§ **TASK**
Return the records below from the line containing "pixels, x before" onward, exactly, through and including the last line.

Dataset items
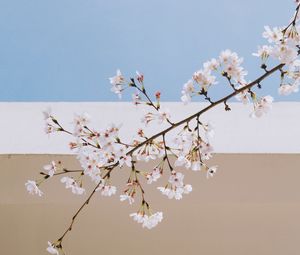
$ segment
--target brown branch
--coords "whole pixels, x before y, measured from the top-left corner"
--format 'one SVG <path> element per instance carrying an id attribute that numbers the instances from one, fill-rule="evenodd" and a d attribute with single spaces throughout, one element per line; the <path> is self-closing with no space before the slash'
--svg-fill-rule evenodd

§ **EXERCISE RESPONSE**
--coords "whole pixels, x before y, measured from the top-left corner"
--format 'one SVG <path> element per instance carrying an id attribute that numbers the instances from one, fill-rule="evenodd" and a d attribute with single spaces throughout, one element per line; the <path> is self-closing with no space before the slash'
--svg-fill-rule evenodd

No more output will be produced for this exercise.